Saved entries:
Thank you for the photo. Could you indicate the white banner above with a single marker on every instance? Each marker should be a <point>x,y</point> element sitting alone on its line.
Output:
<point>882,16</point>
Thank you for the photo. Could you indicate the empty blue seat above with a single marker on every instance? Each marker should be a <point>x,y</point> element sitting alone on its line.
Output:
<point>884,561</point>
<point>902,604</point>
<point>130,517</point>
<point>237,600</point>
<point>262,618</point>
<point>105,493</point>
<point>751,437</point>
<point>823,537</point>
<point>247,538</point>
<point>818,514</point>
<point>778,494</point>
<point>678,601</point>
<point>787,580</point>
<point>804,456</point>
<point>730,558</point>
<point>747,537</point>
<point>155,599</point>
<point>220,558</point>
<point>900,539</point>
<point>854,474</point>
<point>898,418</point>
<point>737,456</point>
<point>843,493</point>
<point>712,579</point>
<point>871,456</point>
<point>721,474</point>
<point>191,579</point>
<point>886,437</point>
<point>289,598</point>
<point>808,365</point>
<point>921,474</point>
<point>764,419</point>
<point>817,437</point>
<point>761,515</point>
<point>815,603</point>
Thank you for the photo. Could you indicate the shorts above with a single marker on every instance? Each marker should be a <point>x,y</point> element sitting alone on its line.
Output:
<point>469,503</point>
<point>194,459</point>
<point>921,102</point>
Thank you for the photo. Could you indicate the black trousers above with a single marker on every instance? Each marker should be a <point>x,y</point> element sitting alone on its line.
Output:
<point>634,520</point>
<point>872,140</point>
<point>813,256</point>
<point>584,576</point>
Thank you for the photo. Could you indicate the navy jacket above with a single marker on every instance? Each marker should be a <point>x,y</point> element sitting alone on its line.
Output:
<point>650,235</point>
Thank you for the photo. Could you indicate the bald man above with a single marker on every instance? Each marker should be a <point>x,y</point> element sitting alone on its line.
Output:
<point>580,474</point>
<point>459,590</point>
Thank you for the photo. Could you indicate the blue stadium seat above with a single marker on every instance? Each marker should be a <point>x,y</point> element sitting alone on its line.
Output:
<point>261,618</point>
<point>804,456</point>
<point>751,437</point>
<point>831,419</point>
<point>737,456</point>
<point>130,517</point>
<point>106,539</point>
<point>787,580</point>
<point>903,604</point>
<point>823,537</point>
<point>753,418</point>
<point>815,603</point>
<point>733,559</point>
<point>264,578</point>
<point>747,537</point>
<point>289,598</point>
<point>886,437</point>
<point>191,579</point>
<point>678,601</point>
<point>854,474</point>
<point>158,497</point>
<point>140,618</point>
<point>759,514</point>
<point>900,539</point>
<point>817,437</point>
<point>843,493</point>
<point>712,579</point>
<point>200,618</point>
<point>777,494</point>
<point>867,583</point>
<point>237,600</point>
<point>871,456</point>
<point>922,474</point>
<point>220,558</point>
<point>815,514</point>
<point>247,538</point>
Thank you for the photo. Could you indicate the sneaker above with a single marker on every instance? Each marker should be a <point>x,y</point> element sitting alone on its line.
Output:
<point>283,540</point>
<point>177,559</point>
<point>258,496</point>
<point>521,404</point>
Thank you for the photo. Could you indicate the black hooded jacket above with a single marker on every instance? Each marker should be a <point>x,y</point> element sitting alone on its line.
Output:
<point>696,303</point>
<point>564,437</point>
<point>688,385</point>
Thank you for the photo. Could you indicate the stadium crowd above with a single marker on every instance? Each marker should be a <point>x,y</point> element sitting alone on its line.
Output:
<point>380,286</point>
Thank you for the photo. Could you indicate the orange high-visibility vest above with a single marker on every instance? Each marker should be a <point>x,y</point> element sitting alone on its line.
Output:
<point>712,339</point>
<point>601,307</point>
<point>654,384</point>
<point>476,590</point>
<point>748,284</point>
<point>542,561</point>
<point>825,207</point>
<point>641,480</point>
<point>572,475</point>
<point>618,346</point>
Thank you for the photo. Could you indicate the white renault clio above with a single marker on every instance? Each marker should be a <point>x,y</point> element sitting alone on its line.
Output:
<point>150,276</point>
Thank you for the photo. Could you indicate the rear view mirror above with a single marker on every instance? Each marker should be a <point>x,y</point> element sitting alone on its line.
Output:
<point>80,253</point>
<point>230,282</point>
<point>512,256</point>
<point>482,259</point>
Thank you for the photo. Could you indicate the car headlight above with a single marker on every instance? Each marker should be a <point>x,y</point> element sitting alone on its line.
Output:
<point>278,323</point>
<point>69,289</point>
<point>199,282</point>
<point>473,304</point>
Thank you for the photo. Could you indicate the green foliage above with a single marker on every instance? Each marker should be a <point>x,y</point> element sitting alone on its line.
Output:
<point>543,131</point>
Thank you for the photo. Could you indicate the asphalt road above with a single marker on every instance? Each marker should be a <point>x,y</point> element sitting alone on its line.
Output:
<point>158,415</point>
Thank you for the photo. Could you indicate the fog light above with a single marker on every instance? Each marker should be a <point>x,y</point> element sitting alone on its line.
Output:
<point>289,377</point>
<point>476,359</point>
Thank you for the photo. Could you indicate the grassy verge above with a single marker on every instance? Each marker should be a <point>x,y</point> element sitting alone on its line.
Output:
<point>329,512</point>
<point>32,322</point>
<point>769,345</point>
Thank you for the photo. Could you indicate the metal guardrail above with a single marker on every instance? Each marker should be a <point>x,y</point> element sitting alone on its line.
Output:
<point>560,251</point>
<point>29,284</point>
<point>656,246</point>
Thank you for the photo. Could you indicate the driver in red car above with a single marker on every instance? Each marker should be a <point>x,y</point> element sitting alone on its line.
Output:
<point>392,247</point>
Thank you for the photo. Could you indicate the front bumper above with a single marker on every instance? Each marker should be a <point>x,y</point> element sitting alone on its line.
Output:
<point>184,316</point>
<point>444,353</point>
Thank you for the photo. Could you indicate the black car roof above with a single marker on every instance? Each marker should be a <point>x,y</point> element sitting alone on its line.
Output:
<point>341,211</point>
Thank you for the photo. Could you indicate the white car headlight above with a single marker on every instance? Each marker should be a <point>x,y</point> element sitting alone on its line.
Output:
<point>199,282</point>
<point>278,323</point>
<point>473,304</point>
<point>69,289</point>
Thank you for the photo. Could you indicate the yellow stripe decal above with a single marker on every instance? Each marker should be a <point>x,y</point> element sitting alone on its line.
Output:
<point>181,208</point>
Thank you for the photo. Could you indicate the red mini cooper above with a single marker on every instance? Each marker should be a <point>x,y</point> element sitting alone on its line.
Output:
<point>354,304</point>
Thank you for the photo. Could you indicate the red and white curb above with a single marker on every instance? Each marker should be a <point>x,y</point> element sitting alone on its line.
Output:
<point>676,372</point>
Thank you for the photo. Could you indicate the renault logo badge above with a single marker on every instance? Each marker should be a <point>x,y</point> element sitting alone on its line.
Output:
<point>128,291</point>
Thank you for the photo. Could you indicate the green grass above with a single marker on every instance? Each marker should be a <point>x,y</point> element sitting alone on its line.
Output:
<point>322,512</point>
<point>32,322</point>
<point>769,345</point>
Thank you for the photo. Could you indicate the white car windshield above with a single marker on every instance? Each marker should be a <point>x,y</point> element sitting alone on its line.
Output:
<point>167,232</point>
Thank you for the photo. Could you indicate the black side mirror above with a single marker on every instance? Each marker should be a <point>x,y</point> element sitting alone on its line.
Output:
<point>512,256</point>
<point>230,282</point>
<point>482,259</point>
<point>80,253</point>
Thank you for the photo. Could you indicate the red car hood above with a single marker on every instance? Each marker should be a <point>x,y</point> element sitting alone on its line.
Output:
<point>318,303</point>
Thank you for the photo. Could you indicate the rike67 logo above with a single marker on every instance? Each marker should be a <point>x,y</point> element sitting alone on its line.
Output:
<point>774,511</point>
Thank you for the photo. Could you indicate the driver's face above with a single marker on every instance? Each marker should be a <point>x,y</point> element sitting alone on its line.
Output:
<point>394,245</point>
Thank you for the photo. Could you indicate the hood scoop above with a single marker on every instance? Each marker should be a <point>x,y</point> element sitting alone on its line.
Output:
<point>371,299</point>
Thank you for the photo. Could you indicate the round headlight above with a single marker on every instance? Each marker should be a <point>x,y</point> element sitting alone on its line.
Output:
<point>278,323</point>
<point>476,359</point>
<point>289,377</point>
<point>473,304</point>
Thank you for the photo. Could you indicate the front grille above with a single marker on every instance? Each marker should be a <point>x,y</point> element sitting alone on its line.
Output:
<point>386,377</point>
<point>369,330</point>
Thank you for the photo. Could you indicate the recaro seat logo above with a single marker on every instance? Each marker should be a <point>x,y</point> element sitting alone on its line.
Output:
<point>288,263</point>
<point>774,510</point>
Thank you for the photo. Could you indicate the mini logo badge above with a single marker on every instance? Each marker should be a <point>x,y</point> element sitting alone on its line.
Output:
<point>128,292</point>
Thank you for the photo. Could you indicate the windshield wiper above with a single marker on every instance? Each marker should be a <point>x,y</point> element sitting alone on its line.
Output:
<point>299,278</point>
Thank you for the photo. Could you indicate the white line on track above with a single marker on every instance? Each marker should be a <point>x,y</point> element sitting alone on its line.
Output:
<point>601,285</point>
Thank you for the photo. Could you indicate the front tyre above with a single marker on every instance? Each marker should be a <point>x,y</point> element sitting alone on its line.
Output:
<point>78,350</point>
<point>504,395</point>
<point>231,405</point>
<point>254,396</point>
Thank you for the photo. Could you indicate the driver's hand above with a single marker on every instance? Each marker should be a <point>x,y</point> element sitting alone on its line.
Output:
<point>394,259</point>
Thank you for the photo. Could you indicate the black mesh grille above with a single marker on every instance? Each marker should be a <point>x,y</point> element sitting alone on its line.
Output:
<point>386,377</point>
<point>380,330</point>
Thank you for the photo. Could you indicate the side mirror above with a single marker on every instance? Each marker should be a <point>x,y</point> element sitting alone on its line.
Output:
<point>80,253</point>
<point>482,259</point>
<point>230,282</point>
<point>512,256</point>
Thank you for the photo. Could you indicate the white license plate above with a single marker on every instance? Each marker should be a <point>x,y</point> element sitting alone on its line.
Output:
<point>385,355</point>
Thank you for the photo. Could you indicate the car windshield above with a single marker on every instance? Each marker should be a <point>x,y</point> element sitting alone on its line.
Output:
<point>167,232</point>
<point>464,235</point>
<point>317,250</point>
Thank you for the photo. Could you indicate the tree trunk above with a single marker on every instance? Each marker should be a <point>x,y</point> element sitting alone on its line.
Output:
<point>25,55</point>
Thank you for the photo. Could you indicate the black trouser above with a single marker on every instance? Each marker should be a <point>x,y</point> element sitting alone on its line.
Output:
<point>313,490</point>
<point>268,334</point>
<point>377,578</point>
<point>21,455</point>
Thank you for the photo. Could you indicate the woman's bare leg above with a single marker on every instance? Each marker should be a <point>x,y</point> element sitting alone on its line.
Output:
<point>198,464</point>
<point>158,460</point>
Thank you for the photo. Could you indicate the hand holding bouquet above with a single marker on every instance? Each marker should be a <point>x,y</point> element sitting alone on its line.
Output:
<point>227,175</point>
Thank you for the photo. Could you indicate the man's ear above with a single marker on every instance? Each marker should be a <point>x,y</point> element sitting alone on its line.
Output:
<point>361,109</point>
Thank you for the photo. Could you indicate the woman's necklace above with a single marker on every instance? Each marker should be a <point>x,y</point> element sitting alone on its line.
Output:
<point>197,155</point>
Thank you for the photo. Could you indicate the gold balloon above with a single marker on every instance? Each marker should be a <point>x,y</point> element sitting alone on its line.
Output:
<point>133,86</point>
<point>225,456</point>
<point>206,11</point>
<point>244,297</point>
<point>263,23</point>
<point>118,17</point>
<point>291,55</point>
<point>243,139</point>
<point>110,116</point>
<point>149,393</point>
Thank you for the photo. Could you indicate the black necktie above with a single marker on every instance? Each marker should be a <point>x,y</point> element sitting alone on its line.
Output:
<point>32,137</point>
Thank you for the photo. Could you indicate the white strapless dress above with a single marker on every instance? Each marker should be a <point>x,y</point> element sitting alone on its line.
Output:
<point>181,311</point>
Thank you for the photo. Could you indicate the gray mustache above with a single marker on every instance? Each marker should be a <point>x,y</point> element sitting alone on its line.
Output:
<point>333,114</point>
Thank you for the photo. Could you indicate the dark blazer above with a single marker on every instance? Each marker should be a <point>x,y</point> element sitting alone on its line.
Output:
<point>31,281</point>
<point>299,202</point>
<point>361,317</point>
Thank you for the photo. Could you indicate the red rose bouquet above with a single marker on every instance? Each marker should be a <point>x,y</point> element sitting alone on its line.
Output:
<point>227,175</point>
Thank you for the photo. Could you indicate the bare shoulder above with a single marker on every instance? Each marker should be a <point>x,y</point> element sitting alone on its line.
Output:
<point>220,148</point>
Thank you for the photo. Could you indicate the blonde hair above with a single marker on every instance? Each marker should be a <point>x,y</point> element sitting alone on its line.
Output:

INSTRUCTIONS TO FOLLOW: Beginning at the top of the entries above, output each line exactly, and end with the line in which "Thank you for the photo. Could you indicate the empty" appears.

ANSWER FOR THE TASK:
Thank you for the photo. Could you indicate the white banner above with a single marker on every instance? Each marker should be a <point>x,y</point> element sitting alone on its line.
Output:
<point>882,16</point>
Thank you for the photo. Could you indicate the empty blue seat above with a single marker on every instance? Each marker should be a <point>x,y</point> element sitting alone on its line.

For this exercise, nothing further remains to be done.